■ Stated task
Collect every line of the records below that contains the string "window", treating uppercase and lowercase letters as different.
* Start *
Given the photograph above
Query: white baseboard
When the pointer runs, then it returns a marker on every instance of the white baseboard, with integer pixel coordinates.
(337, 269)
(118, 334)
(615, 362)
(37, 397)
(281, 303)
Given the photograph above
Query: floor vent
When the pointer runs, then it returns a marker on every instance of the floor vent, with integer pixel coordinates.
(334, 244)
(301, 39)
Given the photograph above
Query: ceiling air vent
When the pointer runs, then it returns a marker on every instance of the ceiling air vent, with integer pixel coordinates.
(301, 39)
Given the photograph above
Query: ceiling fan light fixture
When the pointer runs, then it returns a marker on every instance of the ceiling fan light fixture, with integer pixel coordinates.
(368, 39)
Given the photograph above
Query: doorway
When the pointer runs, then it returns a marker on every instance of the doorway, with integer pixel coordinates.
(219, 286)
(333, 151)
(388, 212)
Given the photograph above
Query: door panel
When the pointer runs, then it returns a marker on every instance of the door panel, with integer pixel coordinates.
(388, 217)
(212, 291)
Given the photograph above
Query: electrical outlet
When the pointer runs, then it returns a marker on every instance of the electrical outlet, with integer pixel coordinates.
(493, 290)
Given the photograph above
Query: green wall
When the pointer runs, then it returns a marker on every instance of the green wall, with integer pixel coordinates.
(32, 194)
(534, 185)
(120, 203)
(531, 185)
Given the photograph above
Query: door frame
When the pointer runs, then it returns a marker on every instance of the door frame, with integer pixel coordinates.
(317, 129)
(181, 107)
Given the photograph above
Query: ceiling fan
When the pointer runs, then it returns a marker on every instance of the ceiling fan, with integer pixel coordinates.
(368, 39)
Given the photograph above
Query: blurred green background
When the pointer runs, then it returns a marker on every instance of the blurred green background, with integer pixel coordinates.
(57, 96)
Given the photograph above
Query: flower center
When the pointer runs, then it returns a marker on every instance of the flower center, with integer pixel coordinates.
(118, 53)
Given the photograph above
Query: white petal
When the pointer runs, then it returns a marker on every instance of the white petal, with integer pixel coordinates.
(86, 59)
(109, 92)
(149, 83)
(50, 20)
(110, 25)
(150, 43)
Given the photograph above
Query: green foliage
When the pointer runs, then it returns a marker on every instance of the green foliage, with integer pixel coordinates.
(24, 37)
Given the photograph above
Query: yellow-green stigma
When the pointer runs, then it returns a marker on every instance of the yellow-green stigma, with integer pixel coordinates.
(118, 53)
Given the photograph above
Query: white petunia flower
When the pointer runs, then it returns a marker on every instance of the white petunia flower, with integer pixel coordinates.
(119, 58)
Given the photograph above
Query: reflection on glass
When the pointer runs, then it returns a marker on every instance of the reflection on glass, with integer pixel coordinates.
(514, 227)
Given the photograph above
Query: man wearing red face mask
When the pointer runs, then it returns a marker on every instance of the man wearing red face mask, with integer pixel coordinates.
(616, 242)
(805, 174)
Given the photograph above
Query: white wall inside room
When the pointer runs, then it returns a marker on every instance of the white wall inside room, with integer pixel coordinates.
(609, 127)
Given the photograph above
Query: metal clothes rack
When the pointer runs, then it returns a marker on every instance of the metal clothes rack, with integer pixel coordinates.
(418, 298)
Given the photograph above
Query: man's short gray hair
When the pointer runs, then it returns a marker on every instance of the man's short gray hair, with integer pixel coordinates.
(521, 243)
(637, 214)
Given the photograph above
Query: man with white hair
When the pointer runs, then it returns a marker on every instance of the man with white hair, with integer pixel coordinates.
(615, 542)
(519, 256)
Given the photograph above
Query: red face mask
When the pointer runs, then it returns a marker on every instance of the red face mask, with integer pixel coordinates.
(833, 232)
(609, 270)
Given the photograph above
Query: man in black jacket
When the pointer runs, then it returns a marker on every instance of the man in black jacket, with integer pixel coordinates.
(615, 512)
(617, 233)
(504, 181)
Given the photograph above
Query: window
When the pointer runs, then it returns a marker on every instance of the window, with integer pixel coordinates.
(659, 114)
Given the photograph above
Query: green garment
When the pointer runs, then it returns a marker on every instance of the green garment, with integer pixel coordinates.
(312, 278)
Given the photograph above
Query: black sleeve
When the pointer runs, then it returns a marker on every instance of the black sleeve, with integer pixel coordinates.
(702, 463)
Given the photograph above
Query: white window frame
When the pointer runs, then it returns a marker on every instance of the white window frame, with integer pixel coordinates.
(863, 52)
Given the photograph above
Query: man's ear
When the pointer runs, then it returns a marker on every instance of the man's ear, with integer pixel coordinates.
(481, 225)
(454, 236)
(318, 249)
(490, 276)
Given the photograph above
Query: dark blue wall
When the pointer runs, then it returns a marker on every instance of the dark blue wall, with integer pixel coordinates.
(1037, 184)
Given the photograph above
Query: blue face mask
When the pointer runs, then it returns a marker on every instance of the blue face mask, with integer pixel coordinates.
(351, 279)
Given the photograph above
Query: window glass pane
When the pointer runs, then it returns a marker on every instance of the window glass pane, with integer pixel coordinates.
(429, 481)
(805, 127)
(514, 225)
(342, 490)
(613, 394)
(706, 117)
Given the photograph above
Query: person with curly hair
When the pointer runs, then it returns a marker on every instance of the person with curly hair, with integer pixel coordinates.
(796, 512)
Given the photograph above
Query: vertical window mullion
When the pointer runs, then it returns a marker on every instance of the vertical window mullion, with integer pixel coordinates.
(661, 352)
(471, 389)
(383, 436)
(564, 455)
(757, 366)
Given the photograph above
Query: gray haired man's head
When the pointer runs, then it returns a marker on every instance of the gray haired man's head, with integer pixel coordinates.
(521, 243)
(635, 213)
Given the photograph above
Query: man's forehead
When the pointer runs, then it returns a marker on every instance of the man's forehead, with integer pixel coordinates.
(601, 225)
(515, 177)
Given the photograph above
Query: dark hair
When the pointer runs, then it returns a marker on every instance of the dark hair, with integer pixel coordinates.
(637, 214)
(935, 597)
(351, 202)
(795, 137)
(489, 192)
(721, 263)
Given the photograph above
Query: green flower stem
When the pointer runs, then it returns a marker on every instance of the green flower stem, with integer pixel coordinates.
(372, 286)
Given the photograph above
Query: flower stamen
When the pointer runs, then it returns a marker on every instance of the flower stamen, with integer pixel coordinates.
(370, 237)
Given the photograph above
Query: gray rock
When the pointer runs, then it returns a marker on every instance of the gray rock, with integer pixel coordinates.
* End *
■ Solution below
Query: window
When the pointer runs, then it returns a marker on every instance of the window, with integer pixel coordinates.
Query: white window frame
When the pointer runs, then it returns a marker on every instance of the white window frame, with integer pixel coordinates.
Query: window glass pane
When the pointer runs, then it returns a marker on every instance of the window glass pane, with integer pixel coordinates.
Query: vertical window mullion
When the pointer runs, then it returns a marker on every instance of the vertical window mullion, with integer pixel coordinates.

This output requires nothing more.